### What the task asks
In the rows below, swap "bounding box" for "enclosing rectangle" and reproduce the text with nothing else changed. Omit the pictures from your answer.

### Data provided
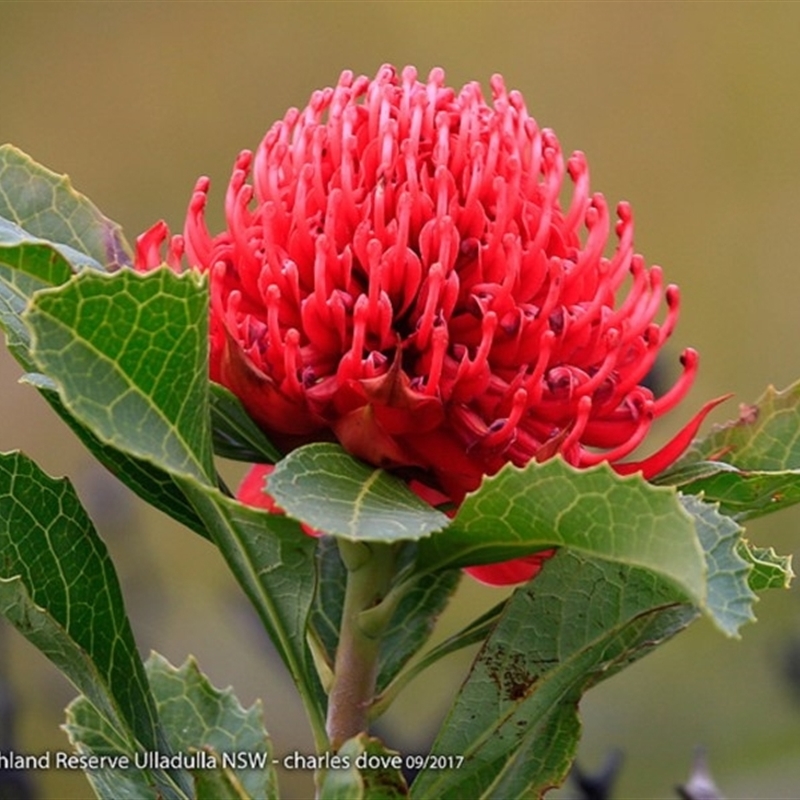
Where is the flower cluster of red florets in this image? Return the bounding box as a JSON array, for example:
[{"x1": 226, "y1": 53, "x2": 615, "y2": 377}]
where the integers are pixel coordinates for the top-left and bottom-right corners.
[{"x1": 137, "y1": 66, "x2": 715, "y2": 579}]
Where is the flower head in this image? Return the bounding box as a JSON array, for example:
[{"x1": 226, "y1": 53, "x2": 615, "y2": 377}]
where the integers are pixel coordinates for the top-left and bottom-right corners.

### Exercise output
Where is the flower cluster of red florets in this image? Return the enclosing rectangle as a JSON array, for example:
[{"x1": 226, "y1": 53, "x2": 615, "y2": 377}]
where the integers are pixel coordinates for the top-left and bottom-right corners.
[{"x1": 137, "y1": 66, "x2": 715, "y2": 579}]
Where is the flower head in this image? Return the enclosing rectangle as a JSON array, for example:
[{"x1": 226, "y1": 53, "x2": 615, "y2": 377}]
where the integers are pixel coordinates for the top-left and bottom-right corners.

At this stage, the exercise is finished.